Records from a data source:
-=-=-

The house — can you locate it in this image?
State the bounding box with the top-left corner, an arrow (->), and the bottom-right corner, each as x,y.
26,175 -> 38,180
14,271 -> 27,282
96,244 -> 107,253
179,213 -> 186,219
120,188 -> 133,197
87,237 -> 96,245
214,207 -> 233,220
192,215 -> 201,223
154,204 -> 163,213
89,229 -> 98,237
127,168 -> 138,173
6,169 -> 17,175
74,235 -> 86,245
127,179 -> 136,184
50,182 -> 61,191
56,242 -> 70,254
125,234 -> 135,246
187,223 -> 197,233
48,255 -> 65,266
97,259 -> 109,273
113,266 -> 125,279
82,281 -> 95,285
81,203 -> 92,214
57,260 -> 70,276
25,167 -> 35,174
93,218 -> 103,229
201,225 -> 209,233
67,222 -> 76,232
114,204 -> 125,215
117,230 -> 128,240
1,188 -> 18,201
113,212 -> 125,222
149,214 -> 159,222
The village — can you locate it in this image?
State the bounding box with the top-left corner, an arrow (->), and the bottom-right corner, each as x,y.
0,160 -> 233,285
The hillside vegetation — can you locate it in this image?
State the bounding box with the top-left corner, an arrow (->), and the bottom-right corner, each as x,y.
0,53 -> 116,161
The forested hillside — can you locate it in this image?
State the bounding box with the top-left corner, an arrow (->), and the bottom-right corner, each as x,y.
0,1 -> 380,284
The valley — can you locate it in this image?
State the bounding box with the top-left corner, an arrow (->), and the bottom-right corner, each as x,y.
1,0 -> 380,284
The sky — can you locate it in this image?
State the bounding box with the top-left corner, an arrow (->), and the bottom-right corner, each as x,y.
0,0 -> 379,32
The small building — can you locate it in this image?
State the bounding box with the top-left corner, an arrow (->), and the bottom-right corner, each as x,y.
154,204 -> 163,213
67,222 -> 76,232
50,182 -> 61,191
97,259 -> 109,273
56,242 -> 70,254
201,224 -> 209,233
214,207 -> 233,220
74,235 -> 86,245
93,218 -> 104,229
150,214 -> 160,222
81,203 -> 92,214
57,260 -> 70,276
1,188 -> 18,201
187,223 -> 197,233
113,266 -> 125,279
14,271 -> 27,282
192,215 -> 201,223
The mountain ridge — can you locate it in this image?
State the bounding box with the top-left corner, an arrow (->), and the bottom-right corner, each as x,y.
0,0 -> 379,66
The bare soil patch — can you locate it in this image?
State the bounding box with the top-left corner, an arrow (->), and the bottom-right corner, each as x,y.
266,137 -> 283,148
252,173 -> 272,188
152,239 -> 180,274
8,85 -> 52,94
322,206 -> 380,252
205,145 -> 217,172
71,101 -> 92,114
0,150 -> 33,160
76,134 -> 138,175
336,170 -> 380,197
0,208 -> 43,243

-=-=-

Instructions for the task
Starting with the line with "The hillside vegetation" above and going on through the line with "The small building", transcribe every line exactly, both ends included, and add nothing.

Solution to the exercise
The hillside vegetation — can you locate it in this image?
State the bounding box with the top-left corner, an arrow (->), and the bottom-right corner, each as x,y.
0,53 -> 116,161
The forested hillside — can you locate it in this image?
State the bounding box with the top-left corner, an arrow (->), and the bottom-right corner, each as x,y.
0,1 -> 380,284
The valley — can you locate it in this image?
State the bounding box with the top-left corner, an arrow (->), and the bottom-right corner, each as x,y.
1,0 -> 380,284
The sky — can you locate it in this image?
State the bounding box with the top-left corner, an arrow (->), and the bottom-right corner, each as x,y.
0,0 -> 379,32
The small building — can you locate it in this image?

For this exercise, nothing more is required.